▶ [Auszug zum Lesen]
„Krone“-Interview

Catastrophe & Cure: Mitten im Leben gelandet

Musik
18.04.2020 06:00

Seit mehr als zehn Jahren zählen Catastrophe & Cure zu den stärksten und verlässlichsten Indie-Bands des Landes. Auf ihrem brandneuen Album „Somewhere Down The Line“ kommen die Gitarren trotz der Elektronik mehr in den Vordergrund. Frontmann Johannes Eder sprach mit uns detaillierter über das „Coming-Of-Age“-Werk des Quintetts.

(Bild: kmm)

„Krone“:Johannes, wie geht es dir? Was macht die aktuelle Corona-Situation für dich und deine Band? Wie gehst du damit um und was hat sich verändert?
Johannes Eder:
Wir sitzen alle im selben Boot: Wir können nicht proben, Konzerte müssen verschoben werden, die Momente, auf die man hingearbeitet hat, wie zum Beispiel die Veröffentlichung eines Albums, können nicht gebührend gefeiert werden. Das ist schade, aber geht derzeit eben nicht anders. Innerhalb der Band trifft uns die Krise unterschiedlich hart. Unser Schlagzeuger lebt ausschließlich von der Musik, er spielt in mehreren Bands und unterrichtet. Ich habe hingegen das große Glück, dass ich im Home Office arbeiten kann. Vielen Menschen da draußen geht es derzeit leider viel schlechter; sie müssen sich tagtäglich für einen oftmals viel zu geringen Lohn einem Ansteckungsrisiko aussetzen, verlieren ihre Jobs und haben mit massiven Existenzängsten zu kämpfen.

▶ [Gegebenes Material]
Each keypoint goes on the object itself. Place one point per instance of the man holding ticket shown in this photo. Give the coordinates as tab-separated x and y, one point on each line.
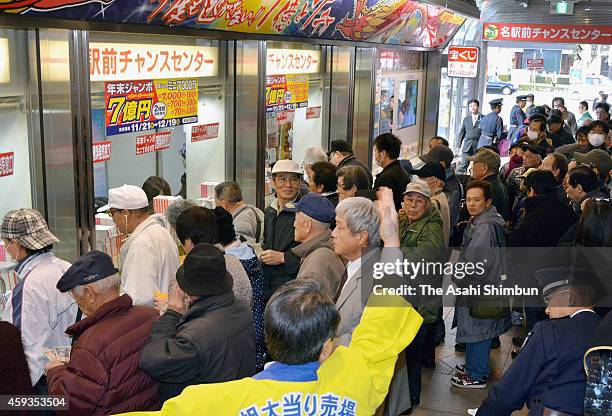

▶ [Was zu tun ist] Führe das Interview mit der Band Catastrophe & Cure weiter, und zwar direkt nach Johannes Eders letzter Antwort.

▶ [Das Ergebnis]
„Somewhere Down The Line“ heißt euer heiß ersehntes viertes Album, das diese Woche veröffentlicht wird. Nämlich mitten in der Corona-Krise - habt ihr nicht auch überlegt, den Release nach hinten zu schieben?
Nicht wirklich. Die Veröffentlichung war ja schon länger geplant und für uns als Band ist damit auch ein gewisser Abnabelungsprozess verbunden. Hätten wir die Veröffentlichung verschoben, hätten wir möglicherweise noch weiter daran herumgetüftelt und ich glaube, das wäre eher kontraproduktiv gewesen. Erst wenn die Platte veröffentlicht ist, können wir so richtig loslassen und uns darüber freuen.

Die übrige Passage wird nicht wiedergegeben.